# ZIEL DER AUFGABE:
Ändere den Abschnitt des Textes über Geburten in Deutschland von „Ich habe nachgeschaut: Im“ bis „geradezu ad absurdum.“, indem du „Weltgesundheitsorganisation“ durch „WHO“ ersetzt. Gib den geänderten Abschnitt vollständig wieder.

Ich habe nachgeschaut: Im Moment treffen diese Kriterien nur auf etwa acht Prozent aller Geburten in Deutschland zu. Diese Zahl erfüllt mich durchaus mit Sorge: Nicht umsonst hat die Weltgesundheitsorganisation Deutschland in den vergangenen Jahren immer wieder daran erinnert, dass eine Geburt keine Krankheit ist. Und dass hierzulande oftmals viel zu früh und viel zu stark in den Geburtsverlauf eingegriffen wird, mit negativen Folgen für alle Beteiligten.

Angesichts dieser Entwicklung ist es vielleicht verständlich, der Welt zeigen zu wollen, dass Geburt auch anders gehen kann – doch dabei mithilfe emotionslos angelegter Unterscheidungskriterien zwischen selbst- und fremdbestimmten, kraftvollen und schwachen Geburten unterscheiden zu wollen, führt das Anliegen geradezu ad absurdum.

# BEREITGESTELLTE ANGABEN:
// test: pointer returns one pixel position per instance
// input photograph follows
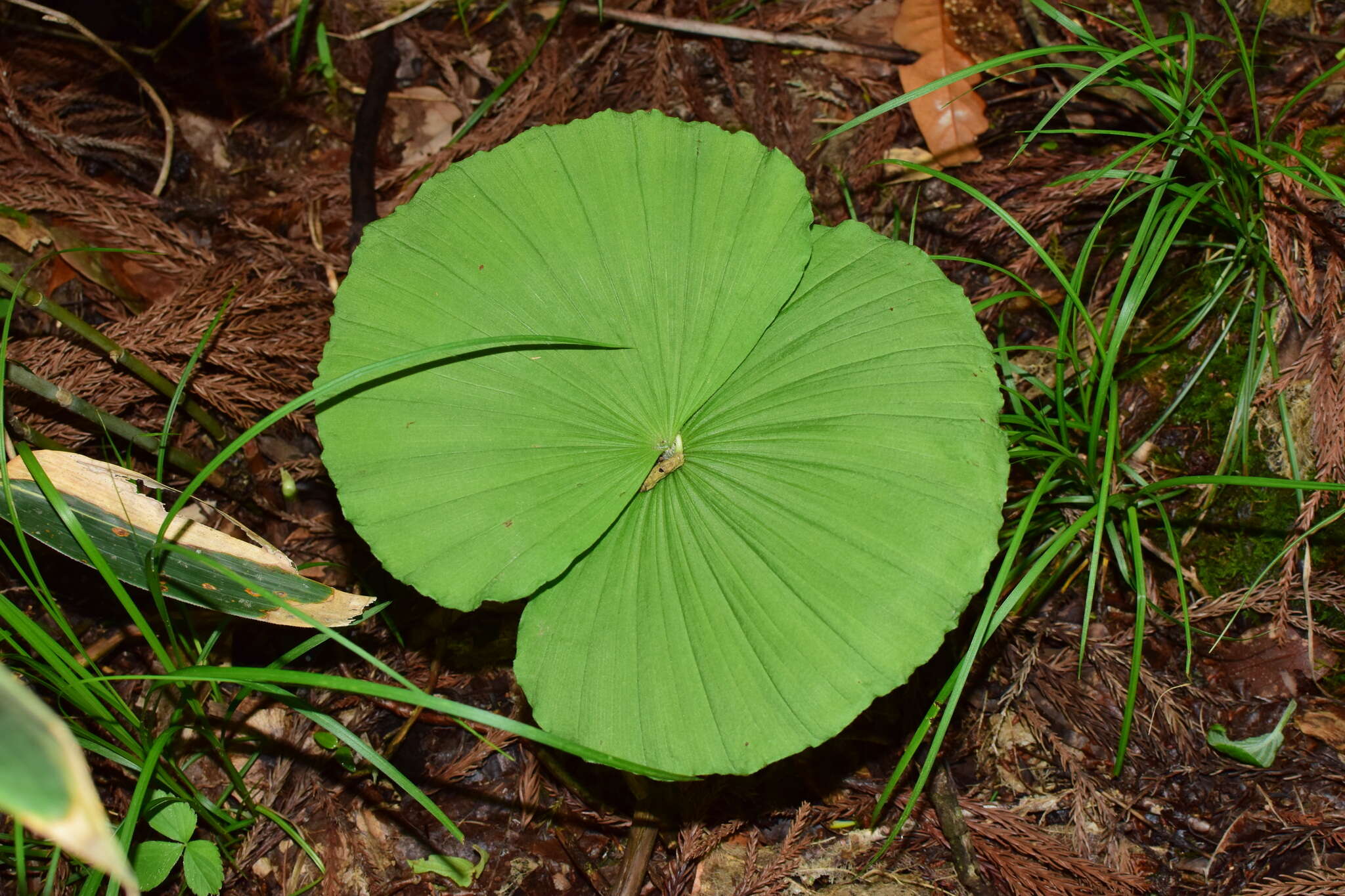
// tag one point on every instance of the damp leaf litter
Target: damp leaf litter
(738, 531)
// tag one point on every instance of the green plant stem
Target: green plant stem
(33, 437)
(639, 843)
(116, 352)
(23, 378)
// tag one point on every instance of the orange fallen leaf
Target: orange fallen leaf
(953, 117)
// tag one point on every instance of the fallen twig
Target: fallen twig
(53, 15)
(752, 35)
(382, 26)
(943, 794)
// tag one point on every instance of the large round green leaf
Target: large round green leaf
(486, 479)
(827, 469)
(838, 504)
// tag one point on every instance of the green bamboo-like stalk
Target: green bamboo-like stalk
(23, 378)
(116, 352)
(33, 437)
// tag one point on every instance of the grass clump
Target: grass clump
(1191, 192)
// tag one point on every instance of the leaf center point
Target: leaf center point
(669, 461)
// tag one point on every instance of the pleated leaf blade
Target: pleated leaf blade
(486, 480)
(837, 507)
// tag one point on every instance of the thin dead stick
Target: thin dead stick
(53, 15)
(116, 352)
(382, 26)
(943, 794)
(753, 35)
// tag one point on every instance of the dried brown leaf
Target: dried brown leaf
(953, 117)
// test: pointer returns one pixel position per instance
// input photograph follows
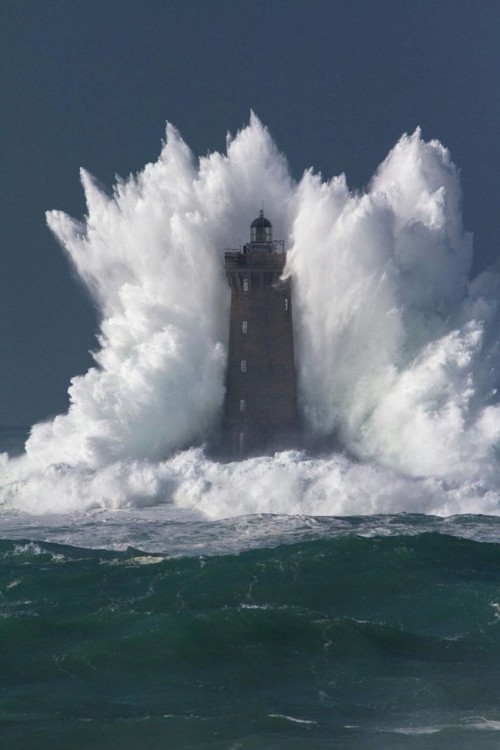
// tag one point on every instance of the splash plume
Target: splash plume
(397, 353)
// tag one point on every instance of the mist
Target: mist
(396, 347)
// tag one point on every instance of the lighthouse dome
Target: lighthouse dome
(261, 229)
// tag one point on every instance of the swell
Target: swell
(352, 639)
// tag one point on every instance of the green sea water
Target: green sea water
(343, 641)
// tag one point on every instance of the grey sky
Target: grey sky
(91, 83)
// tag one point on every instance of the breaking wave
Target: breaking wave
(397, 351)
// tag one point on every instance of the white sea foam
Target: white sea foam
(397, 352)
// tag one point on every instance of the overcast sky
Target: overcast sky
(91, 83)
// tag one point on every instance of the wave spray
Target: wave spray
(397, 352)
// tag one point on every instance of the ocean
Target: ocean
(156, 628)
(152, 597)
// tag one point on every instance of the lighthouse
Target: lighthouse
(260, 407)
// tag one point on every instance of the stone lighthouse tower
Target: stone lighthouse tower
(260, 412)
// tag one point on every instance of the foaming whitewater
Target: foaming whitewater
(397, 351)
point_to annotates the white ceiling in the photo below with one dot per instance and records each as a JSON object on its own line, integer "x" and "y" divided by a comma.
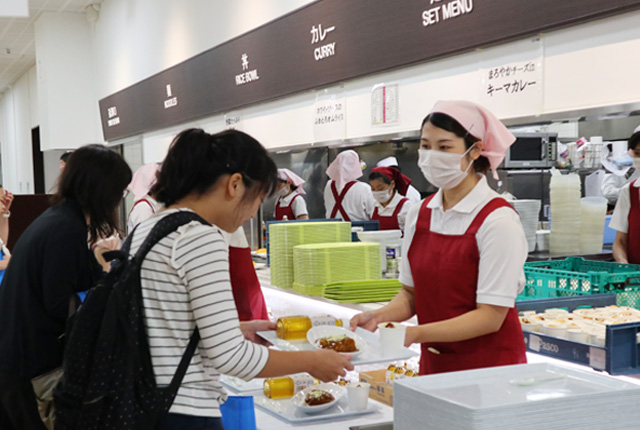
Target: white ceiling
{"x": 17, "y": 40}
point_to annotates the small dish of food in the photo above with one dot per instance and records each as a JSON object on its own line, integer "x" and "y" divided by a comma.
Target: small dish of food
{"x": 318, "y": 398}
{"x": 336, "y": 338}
---
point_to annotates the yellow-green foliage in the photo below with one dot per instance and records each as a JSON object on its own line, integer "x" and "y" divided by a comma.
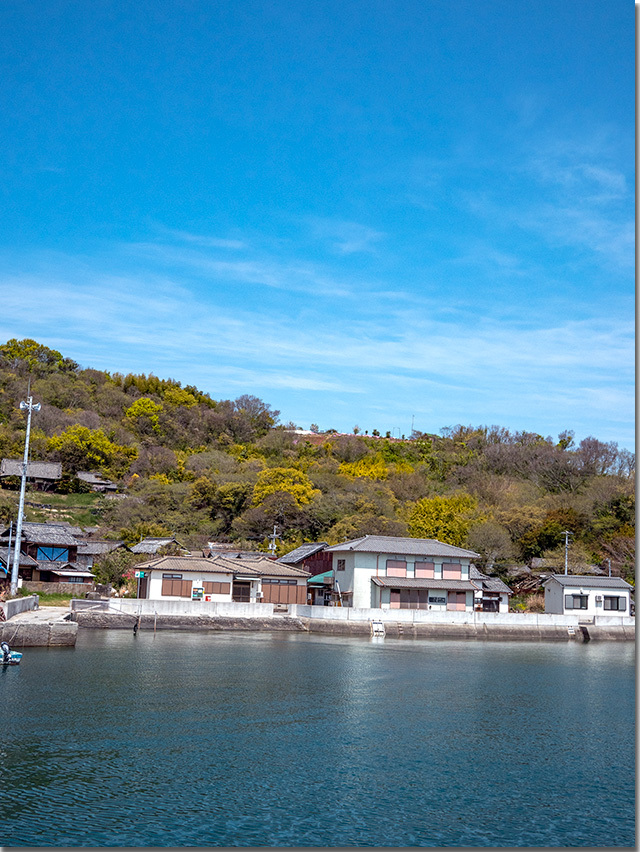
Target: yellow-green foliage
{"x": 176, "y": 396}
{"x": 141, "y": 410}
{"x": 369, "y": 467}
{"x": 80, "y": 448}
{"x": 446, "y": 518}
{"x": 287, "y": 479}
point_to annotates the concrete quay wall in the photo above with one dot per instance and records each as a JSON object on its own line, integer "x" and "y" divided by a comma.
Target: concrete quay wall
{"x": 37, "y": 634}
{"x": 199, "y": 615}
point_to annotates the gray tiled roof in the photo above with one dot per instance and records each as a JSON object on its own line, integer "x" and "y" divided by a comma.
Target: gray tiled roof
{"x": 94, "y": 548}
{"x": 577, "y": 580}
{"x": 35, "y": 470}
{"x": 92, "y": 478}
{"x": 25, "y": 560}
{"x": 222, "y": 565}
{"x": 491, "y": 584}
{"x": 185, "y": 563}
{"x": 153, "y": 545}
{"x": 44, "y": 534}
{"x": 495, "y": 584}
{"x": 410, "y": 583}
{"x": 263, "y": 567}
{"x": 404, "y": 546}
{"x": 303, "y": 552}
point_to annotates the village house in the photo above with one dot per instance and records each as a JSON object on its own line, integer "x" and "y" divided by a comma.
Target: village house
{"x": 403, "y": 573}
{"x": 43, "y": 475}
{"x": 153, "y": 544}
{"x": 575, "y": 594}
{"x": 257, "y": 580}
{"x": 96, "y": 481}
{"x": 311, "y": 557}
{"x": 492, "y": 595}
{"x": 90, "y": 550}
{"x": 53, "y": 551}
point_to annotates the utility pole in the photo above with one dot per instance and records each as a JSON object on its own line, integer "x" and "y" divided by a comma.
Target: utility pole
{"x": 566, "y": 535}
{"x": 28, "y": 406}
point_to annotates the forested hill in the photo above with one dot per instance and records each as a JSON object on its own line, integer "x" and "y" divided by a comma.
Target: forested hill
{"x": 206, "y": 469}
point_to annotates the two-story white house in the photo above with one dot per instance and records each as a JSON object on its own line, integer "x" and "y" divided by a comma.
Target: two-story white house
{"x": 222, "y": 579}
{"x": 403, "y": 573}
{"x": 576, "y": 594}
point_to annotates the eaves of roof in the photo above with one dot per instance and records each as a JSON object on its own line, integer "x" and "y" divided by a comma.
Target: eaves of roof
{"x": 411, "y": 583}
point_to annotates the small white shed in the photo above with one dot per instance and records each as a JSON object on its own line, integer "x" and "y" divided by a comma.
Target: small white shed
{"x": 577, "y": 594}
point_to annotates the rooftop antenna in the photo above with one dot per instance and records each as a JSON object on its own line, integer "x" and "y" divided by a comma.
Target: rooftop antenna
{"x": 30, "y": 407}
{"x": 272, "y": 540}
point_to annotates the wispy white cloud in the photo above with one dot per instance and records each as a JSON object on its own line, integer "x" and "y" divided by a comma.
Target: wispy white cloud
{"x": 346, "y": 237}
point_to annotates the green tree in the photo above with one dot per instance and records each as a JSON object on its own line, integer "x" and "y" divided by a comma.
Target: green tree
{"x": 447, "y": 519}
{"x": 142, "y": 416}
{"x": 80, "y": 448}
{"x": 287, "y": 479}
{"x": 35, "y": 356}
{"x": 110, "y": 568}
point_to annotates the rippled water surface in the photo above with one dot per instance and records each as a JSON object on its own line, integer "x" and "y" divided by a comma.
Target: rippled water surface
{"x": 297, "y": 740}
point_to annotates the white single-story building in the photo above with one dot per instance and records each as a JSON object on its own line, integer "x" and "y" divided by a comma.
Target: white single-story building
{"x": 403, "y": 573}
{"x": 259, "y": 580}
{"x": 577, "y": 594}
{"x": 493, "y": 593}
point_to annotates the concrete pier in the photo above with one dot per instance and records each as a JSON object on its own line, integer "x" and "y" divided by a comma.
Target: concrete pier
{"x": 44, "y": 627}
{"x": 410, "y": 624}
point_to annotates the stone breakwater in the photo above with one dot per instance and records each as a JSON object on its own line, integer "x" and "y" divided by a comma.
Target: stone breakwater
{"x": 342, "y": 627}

# ERGEBNIS:
Ich habe nachgeschaut: Im Moment treffen diese Kriterien nur auf etwa acht Prozent aller Geburten in Deutschland zu. Diese Zahl erfüllt mich durchaus mit Sorge: Nicht umsonst hat die WHO Deutschland in den vergangenen Jahren immer wieder daran erinnert, dass eine Geburt keine Krankheit ist. Und dass hierzulande oftmals viel zu früh und viel zu stark in den Geburtsverlauf eingegriffen wird, mit negativen Folgen für alle Beteiligten.

Angesichts dieser Entwicklung ist es vielleicht verständlich, der Welt zeigen zu wollen, dass Geburt auch anders gehen kann – doch dabei mithilfe emotionslos angelegter Unterscheidungskriterien zwischen selbst- und fremdbestimmten, kraftvollen und schwachen Geburten unterscheiden zu wollen, führt das Anliegen geradezu ad absurdum.